Exercise. List every quantity that the article below on the Samsung SIMBAND says the device can measure.

Text shown.
++++++++
South Korean manufacturer Samsung is clearly quite keen on ramming the whole fitness thing down everyone’s throats. We already have the Samsung Gear Fit “wearable”, while the Samsung Galaxy S5 recently arrived with a rear heart rate monitor.
Taking things a step further, they’ve announced the Samsung SIMBAND, a modular device built for customisation, alongside SAMI (Samsung Architecture for Multimodal Interactions), a data collection service.
The Samsung SIMBAND is roughly the same size as your typical smartwatch, but is more overtly focused on all things fitness.
Among other things, the Samsung SIMBAND can measure heart rate, blood flow, hydration levels, respiration, and galvanic skin response (sweat, basically), as well as providing data about potential crud in the surrounding air.
Addressing concerns about the need for frequent charges (see: Galaxy Gear), Samsung says the SIMBAND could adopt some sort of magnetic charging technology, so the wearer could leave the device on overnight.
Meanwhile, SAMI, Samsung’s internal data collection drive, allows the resulting data to be shared with other applications, such as S Health, and even other “connected” devices like a scale.
Furthermore, in partnership with UCSF's Digital Health Innovation Lab, Samsung hopes to use everyone’s data – with your permission, of course – to make a "truly meaningful impact on health” across the globe.
However, the University of Oxford's Dr Aiden Doherty appeared to display concerns about the influx of consumer health devices, which are less tightly controlled than, like, proper medical equipment.
"There's a tension because medical devices have to undergo rigorous checks while consumer devices don't," said Doc Doherty, speaking to the BBC.
"For any company or university or health researcher the number one thing is that a device provides accurate output, otherwise inaccurate data would mean our insights would be inaccurate too."
Cynical observers also note that Samsung’s announcement took place a matter of days before WWDC 2014, where Apple will almost certainly commence its health initiatives, possibly including the Apple iWatch, and iOS 8 apps like Healthbook.
++++++++
Supplied material.
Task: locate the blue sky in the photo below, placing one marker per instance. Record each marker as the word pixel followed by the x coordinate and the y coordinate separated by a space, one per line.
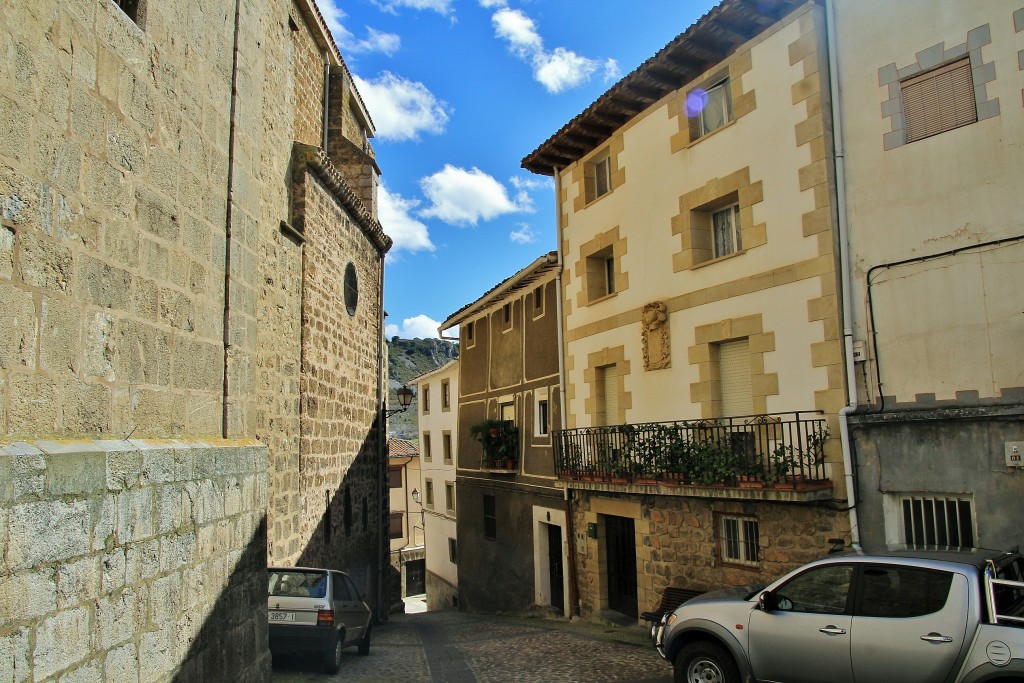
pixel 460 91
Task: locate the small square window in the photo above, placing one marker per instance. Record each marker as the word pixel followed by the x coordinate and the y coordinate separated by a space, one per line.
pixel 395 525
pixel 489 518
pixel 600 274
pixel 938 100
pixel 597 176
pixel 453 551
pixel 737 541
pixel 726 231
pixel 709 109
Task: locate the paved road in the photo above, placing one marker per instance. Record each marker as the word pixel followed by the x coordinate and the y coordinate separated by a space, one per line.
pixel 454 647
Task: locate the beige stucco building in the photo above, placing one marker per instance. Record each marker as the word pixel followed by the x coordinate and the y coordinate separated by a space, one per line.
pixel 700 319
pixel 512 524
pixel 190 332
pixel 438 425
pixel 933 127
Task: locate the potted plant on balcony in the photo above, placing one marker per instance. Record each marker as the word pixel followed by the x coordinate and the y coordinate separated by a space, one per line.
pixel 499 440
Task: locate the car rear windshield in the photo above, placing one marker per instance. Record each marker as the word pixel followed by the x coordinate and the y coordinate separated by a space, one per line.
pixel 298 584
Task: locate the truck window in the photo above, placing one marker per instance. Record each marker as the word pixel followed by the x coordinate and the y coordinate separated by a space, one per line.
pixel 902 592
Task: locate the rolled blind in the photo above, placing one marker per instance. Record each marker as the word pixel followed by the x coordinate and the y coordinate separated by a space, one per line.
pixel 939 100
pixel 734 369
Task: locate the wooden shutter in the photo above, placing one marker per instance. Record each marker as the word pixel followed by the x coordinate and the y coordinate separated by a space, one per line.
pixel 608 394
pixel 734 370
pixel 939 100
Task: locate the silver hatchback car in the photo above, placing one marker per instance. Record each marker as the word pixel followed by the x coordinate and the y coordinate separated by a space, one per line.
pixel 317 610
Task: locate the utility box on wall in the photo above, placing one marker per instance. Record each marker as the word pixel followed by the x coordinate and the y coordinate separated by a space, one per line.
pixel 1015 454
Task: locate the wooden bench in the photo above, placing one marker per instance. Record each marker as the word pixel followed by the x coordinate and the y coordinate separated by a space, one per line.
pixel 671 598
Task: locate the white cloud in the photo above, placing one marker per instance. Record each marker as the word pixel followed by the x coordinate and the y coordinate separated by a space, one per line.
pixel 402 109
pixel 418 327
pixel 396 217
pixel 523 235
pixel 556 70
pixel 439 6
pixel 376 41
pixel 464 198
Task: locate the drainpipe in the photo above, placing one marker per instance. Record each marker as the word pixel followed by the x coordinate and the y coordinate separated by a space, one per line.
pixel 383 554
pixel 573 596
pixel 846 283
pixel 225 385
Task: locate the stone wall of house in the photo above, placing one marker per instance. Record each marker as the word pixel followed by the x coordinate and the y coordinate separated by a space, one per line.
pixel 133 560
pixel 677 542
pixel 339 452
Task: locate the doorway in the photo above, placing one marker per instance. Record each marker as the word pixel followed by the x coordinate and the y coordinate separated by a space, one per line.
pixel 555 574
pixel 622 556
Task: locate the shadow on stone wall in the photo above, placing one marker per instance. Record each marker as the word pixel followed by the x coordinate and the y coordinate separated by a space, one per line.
++++++++
Reply to the task. Heart rate, blood flow, hydration levels, respiration, and galvanic skin response.